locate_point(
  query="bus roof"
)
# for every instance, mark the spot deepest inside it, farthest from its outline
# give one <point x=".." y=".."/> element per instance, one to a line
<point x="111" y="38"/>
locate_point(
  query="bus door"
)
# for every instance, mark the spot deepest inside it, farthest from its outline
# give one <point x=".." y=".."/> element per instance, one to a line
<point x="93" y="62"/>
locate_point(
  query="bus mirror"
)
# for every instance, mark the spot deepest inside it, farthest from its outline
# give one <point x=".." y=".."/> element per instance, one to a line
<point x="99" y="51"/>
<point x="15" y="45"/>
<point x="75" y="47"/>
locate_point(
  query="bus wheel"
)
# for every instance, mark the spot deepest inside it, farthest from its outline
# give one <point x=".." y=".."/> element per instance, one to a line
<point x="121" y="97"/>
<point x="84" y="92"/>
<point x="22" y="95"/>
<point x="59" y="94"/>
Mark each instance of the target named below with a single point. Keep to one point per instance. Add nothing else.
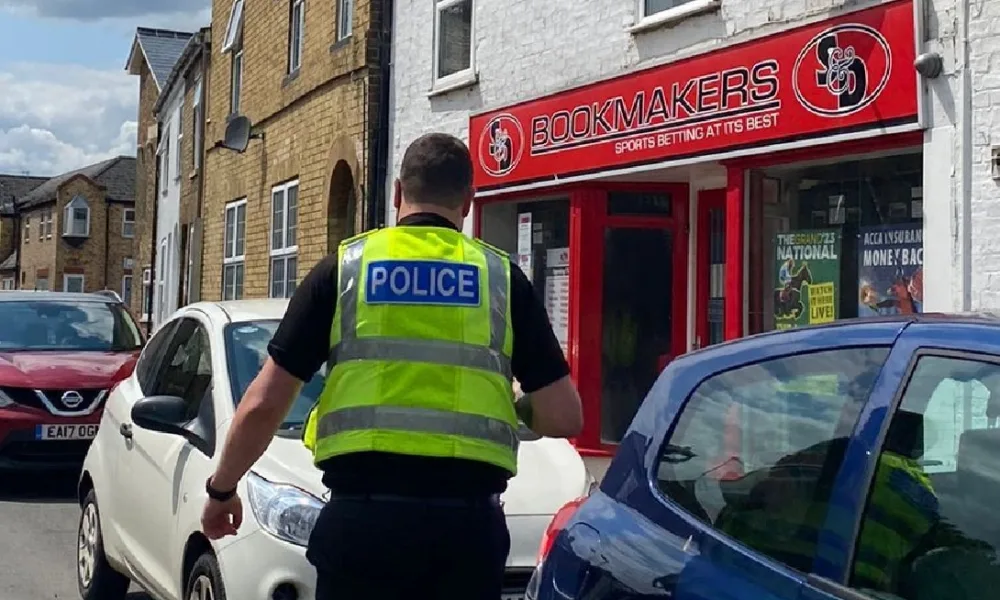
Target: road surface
(38, 538)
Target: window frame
(72, 276)
(69, 218)
(126, 221)
(296, 34)
(235, 261)
(466, 75)
(279, 193)
(345, 27)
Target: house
(152, 58)
(305, 77)
(11, 188)
(664, 170)
(177, 225)
(75, 232)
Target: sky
(66, 100)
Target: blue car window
(930, 529)
(755, 450)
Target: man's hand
(220, 519)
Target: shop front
(765, 185)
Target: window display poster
(808, 276)
(557, 293)
(890, 269)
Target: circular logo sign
(501, 144)
(842, 70)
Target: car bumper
(21, 450)
(261, 566)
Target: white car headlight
(285, 511)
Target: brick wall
(38, 257)
(312, 121)
(145, 182)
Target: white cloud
(55, 118)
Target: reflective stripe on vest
(439, 352)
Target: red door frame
(708, 200)
(588, 220)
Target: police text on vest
(422, 282)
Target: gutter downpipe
(380, 151)
(967, 133)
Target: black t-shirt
(302, 344)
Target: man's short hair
(436, 170)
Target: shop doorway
(643, 297)
(710, 269)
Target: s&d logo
(842, 70)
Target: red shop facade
(647, 208)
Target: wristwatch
(215, 494)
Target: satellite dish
(237, 134)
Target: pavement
(38, 521)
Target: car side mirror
(168, 414)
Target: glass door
(643, 299)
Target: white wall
(168, 213)
(525, 49)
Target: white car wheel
(95, 577)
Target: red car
(60, 354)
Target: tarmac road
(38, 520)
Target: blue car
(858, 460)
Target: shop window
(836, 240)
(536, 234)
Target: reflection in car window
(756, 449)
(930, 529)
(246, 350)
(67, 325)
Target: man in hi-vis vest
(422, 330)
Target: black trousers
(396, 548)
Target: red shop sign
(846, 74)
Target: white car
(142, 487)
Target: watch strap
(217, 495)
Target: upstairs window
(345, 19)
(76, 218)
(128, 223)
(453, 48)
(296, 29)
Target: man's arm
(551, 405)
(299, 348)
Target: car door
(116, 441)
(928, 528)
(741, 481)
(157, 461)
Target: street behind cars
(850, 461)
(142, 487)
(60, 354)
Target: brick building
(76, 231)
(306, 77)
(702, 136)
(152, 58)
(11, 188)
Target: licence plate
(65, 432)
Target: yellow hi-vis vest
(420, 350)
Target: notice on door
(557, 293)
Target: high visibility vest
(420, 350)
(901, 510)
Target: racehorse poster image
(808, 269)
(890, 270)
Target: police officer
(422, 330)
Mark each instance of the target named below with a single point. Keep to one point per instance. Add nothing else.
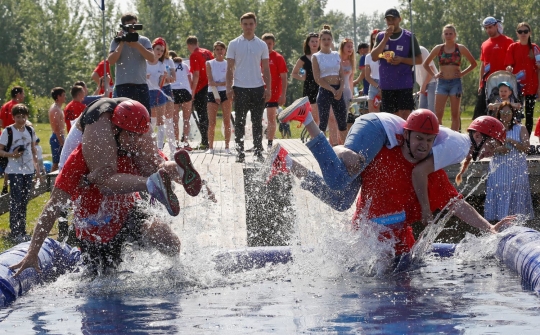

## [Problem to solve]
Locate the line containing "Target: racehorse poster image" in the material above, then repeat it and every later line exactly, with no pictures.

## [Response area]
Target: racehorse poster image
(808, 269)
(890, 270)
Target: police officer
(422, 330)
Mark each instance of the target named below with a single point. Keep to one point per instance. Add nothing else.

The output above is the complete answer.